● Gegebener Text:
↓

# paintComponent() , Parameter



## Batikan (12. Mrz 2009)

Hallo!
Bin ein Anfänger im Punkto Java. Habe ein kleines Spiel programmiert, indem es darum geht Städte auf einer Landkarte anzuklicken.
Mein Problem: Die Methode paintComponent empfängt nur ein Objekt.
Ich möchte jedoch weitere Parameter übergeben können um Abgrenzungen bei der Zeichnung machen zu können.

Bsp: paintComponent(endpunkte);
paintComponent(endpunkte, parameter1, parameter2,..); Geht nicht?!?!

Ziel: Verschiedene paint Methoden aufrufen.
Momentan baue ich die Logik in die paintComponent Methode ein. Halte ich aber nicht für besonders Effizient.

2 Aufrufe sind entscheidend. Einmal nur den angeklickten Punkt anzeigen und einmal mit einer Linie zwischen diesen beiden. Ich schaffe es nicht zunächst den angeklickten Punkt anzeigen zu lassen und anschließend das Gesamte.

Noch ein Problem: Wenn ich das Fenster minimiere, ist das gezeichnete einfach weg. Was für ein Handling muss denn da einbauen?

Ich hoffe mein Anliegen ist verständlich. Ich bedanke mich schonmal für eure Hilfen.

LG Batikan


----------



## SlaterB (12. Mrz 2009)

hast du 
Graphics g = getGraphics();
und zeichnest du auf diesem g herum?

↑

● Folgendes bearbeiten:
1 – Was passiert laut dem Forumsthread zu paintComponent() mit dem Gezeichneten, wenn Batikan das Fenster minimiert?
2 – Führe den Forumsthread zu paintComponent() im Anschluss an SlaterBs Frage fort.
Die Zeilen darunter stammen aus einer anderen Quelle.

● Aufgelistete Zeilen:
↓

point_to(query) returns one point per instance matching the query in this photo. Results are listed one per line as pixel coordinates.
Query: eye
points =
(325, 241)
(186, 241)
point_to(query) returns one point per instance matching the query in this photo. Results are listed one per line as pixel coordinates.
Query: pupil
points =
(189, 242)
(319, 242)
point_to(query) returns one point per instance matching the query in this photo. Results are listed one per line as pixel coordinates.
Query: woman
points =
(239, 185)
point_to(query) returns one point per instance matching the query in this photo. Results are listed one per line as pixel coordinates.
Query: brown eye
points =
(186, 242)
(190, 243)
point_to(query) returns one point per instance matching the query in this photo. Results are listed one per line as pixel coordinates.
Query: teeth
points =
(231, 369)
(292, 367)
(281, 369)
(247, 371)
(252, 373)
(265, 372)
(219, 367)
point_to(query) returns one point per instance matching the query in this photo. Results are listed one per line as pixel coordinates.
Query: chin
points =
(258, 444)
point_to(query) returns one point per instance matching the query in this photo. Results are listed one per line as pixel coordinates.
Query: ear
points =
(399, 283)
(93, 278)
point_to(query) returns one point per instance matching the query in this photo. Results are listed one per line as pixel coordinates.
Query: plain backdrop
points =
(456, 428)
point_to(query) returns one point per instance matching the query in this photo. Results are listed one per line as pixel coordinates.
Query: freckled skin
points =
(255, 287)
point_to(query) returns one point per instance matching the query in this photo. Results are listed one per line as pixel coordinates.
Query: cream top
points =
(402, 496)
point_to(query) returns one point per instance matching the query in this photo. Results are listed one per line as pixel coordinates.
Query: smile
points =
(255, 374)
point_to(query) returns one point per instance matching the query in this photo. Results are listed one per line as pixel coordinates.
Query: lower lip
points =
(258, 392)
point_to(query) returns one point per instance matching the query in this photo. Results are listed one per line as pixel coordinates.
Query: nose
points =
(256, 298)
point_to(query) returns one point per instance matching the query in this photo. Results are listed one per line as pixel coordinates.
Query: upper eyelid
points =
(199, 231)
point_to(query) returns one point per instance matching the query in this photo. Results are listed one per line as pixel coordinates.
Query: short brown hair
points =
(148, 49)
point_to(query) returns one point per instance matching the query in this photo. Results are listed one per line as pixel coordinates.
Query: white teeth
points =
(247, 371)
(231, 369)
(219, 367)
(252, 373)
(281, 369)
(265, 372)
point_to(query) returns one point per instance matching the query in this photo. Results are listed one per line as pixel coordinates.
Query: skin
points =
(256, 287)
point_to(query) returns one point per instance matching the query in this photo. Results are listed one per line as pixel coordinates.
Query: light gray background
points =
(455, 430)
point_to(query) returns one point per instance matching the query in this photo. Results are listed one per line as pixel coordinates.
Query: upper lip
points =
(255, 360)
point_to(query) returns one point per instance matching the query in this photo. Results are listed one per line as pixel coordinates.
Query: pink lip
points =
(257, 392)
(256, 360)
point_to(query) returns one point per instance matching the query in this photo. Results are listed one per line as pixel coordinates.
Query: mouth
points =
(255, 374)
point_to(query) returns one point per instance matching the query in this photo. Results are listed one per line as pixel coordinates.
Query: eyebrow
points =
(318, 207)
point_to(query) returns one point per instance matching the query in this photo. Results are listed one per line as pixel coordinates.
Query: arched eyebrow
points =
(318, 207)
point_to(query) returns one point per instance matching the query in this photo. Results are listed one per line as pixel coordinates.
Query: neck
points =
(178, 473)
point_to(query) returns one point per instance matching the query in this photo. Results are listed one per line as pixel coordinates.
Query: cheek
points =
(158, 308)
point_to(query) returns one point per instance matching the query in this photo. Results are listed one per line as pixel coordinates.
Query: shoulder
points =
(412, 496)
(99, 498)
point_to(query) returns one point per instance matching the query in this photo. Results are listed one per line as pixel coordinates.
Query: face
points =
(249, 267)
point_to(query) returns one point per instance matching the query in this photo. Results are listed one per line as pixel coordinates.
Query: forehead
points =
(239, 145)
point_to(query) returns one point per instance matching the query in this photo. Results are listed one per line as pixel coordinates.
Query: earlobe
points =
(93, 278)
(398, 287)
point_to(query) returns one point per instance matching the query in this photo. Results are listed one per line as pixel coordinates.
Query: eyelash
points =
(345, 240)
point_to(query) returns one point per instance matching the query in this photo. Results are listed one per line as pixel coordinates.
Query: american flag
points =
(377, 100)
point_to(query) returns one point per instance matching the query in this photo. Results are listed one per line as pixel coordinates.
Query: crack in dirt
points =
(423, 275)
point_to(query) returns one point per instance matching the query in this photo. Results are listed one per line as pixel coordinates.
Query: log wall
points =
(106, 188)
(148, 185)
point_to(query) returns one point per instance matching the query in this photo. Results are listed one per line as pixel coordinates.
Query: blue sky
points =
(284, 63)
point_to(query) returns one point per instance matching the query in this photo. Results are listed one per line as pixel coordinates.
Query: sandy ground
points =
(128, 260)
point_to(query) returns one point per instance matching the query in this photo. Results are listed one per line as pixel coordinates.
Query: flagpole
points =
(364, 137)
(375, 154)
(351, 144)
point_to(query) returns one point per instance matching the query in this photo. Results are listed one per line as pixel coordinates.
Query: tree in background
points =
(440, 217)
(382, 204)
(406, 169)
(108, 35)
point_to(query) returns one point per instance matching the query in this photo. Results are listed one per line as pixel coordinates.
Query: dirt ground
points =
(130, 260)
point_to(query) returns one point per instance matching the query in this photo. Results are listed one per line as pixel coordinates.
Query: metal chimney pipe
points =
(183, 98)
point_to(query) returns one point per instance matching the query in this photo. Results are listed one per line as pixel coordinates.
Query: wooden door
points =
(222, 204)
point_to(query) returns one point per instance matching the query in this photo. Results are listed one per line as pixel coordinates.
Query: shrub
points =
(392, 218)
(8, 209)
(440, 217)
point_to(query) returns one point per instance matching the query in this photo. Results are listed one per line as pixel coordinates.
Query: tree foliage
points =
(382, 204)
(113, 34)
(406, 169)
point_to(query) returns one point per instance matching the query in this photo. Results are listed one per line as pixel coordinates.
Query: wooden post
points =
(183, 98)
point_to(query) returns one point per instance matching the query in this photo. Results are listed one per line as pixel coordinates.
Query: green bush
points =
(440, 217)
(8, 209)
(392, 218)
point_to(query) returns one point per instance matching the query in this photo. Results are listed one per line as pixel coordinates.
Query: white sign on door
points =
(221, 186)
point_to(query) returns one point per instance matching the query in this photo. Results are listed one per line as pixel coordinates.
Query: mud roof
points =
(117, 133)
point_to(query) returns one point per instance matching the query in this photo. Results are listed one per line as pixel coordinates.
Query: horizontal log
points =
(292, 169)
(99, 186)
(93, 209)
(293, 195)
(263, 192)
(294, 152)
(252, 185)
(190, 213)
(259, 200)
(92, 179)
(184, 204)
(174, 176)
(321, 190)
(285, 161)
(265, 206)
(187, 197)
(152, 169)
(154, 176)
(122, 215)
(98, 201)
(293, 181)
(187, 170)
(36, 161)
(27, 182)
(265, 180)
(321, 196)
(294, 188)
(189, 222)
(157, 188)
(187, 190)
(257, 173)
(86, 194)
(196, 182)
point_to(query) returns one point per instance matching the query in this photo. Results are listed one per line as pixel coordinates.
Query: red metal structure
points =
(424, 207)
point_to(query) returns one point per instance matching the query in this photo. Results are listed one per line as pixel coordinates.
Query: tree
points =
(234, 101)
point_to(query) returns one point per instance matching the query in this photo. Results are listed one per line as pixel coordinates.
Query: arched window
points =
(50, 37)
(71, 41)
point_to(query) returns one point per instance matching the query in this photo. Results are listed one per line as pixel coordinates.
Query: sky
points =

↑

● Antworten je Aufgabe:
1 – Das Gezeichnete ist einfach weg.

2 –
das ist schlecht, verwende nur repaint() und lasse die Standard-paintComponent(Graphics g)-Methode alles zeichnen,
bei jedem repaint() fängt die von 0 an, auch nach Minimieren, diese Situation macht also keinen Unterschied,

von paintComponent(Graphics g) kannst du gerne andere Methoden aufrufen,
zur Vermeindung von Verwirrung wäre es aber geschickt, diese NICHT auch paintComponent(xy) zu nennen

edit:
Zeichnen in Swing Tutorial - java-forum.org


----------



## hdi (12. Mrz 2009)

Die Logik gehört nicht da rein. Wenn du zuerst einen Punkt zeichnen willst,
und dann eine Linie, brauchst du wohl 2 Variablen.
Wenn sie beide != null sind, malste ne Linie mit g.drawLine(),
wenn nur einer != null ist, malst du halt nur den Punkt mit g.drawOval().

Musst halt die Variablen beim Klick immer resetten.

Ansonsten, wenn du nur einen bestimmten Bereich neu malen willst,
hilft ein repaint(Rectangle). Er zeichnet dann nur innerhalb des Rectangles
neu.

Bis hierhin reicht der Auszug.